I hope you agree with me. And then summary of this will show 784 reconstructions and it's called reconconstr_something. So that all these features are actually reconstructed versions of the original features and they're not necessarily from zero to 255, they're just whatever this network ended up doing. Hopefully it's close to the original data space, but of course it cannot because it's only 50 neurons. It might not be enough to get everything. So now the little helper function I sourced earlier are actually good enough to plot what's happening here with the simple call of this function. So we have the reconstruction, I think that came out and we have the actual error which is plotted on top. So later when we see this, it should be fun to watch what happens. Just have to make this window a little bigger so you can actually see something. Apologize for the screen resolution. All right, so let's plot the first batch. Here we go. So now it plots the reconstruction. So the outcome of the H2O predict function on the auto encoder and the test set, these are the 784 numbers that are predicted by auto encoder and it also plots the reconstruction error on top. So the first one is 0.008, which is the smallest reconstruction error. So this one was easy to reconstruct and it's not surprising to see that the top 25 numbers that are easy to reconstruct are ones because it's not much you can do wrong with a straight line, right? You can imagine that that can be learned fast.
So now let's see what the original digits were. Instead of using the reconstruction, I used the test data set here, it says test. So this is the original, it's the same numbers. So these helper functions basically say, give me the reconstruction error, the list of 10,000 reconstruction errors, and then take the top 25 and find me like out of those 10,000, which are the top 25 smallest reconstruction errors. And find me those <inaudible> of those points and then visualize them. So these helper functions are pretty smart inside to just do that. But you can see that there's not much difference between this one and this one. And you can always go back and forth here.
So far so good. Now let's look at the ones that were the good, now we go to the bad and then there will be the ugly, as you can imagine. So the bad or the median reconstruction errors are like this. These are the ones that are in the middle around 5,000 out of 10,000 points. These are the median reconstruction errors and you would expect those to be reasonably easy to reconstruct but still have some errors in it. But this is kind of the, what you see in a regular population of digits that's standard digits, right? These are all easy for you to recognize. Maybe the two on the right side is a little harder, but most of them are easy. And of course in your environment it looks different, right? Does anybody have anything else but ones in the first batch? Depending on what model you're building, you might get all fours there or all sevens. I've seen that before. But in this way it's all ones.
And this one should be roughly similar in your case, but of course you get different digits. And now the ugly, that's the last 25 reconstructions. So these are all pretty ugly. You can't tell what they are, right? They're already bad. Let's look at the real numbers. Oh yeah, nice. So you agree with me that this is not a nice three, that's not a nice eight, that's not a nice two, that's not a nice two either, right? These are not pretty. So this was automatically detected by the auto encoder model as something that just doesn't fit the normal data set structure of the training data. So if you're really good, you would actually take the training data, do this whole exercise, and then take the good ones out of the training data and say that's their actual model.
---
*Set problem 1:* In the autoencoder transcript, how many neurons does the network have?

Location labeling records:
---
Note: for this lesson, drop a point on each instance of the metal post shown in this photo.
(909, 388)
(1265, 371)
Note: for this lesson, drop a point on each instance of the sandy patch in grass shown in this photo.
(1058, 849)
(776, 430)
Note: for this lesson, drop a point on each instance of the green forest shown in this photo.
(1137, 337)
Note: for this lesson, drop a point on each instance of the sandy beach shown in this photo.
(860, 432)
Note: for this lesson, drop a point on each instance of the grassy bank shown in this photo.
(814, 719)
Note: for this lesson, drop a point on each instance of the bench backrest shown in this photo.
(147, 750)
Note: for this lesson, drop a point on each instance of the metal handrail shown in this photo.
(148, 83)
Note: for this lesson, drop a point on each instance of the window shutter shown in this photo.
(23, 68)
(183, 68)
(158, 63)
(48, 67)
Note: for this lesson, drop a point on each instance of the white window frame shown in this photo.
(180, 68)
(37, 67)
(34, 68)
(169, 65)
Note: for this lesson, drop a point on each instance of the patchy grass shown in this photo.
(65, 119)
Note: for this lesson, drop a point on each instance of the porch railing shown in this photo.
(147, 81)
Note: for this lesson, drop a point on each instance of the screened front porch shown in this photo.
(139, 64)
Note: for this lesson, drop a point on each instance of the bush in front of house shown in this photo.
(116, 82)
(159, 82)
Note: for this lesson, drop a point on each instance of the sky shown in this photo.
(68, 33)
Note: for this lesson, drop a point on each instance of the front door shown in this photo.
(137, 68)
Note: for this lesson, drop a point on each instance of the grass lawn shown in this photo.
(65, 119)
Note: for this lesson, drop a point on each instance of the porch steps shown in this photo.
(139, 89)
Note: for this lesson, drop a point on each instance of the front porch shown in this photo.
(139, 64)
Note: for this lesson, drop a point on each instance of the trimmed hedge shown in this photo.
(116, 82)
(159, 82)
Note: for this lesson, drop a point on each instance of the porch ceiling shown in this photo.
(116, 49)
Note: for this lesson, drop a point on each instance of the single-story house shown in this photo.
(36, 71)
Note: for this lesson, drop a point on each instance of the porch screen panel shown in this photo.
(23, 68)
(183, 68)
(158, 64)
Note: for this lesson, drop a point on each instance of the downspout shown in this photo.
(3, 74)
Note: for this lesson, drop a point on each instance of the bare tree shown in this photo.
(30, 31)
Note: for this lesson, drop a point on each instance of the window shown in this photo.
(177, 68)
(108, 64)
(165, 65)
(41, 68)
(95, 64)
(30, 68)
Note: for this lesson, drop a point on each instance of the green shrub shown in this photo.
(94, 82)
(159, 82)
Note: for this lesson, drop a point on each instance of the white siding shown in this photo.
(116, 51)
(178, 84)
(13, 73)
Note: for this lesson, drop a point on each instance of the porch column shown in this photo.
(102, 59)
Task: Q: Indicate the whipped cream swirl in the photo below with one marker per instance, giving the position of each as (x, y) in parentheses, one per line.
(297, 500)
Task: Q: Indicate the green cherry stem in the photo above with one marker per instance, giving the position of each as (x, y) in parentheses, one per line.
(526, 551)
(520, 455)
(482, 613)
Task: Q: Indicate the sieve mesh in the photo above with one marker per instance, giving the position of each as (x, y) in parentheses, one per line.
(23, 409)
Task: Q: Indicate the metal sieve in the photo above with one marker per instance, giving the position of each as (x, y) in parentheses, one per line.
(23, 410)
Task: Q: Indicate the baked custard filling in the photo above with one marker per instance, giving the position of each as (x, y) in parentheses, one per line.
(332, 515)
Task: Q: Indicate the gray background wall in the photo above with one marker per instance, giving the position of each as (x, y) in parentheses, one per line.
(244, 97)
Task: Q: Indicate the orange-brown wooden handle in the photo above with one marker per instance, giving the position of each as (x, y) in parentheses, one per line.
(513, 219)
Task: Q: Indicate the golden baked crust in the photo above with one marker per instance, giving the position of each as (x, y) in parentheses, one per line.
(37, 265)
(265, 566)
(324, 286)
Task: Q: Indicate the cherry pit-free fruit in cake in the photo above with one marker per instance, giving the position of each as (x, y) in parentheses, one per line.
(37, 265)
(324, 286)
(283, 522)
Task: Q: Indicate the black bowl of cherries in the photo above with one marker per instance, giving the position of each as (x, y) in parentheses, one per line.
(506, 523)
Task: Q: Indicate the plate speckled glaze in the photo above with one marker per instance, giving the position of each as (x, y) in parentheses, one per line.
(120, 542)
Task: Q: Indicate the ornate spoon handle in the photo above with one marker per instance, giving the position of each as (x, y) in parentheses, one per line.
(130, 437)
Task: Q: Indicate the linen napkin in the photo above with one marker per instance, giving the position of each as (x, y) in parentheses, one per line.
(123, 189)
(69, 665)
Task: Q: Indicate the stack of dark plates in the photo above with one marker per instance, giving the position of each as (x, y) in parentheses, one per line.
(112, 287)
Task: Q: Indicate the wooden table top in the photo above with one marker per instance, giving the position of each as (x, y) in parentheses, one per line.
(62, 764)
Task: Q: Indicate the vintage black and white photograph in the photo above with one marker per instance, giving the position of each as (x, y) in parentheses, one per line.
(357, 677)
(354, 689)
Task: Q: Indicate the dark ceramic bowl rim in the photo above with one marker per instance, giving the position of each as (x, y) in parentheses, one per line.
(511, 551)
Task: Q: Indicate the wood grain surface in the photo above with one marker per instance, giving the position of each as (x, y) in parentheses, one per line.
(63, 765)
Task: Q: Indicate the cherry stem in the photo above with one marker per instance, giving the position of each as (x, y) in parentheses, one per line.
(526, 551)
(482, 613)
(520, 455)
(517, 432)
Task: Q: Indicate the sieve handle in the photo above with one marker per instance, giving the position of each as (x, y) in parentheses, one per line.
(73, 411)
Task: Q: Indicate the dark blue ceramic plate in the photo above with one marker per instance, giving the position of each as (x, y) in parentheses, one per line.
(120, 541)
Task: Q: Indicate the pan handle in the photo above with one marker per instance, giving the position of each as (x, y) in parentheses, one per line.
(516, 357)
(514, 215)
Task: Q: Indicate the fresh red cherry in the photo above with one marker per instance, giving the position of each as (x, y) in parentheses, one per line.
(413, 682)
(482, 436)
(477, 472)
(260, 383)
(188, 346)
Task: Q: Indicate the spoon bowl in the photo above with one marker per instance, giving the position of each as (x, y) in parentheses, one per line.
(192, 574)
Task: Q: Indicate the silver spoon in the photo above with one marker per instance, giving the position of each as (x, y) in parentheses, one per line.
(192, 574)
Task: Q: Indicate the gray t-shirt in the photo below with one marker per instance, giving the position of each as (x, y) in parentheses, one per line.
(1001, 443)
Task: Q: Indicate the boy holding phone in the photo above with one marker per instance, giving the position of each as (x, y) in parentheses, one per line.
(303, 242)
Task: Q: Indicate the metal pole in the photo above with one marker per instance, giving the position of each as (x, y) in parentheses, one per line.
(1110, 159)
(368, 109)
---
*Set problem 2:* How many lines of the records contain the string "black", with case counting? Give only the number.

*Exercise response 1:* 50 neurons.

*Exercise response 2:* 2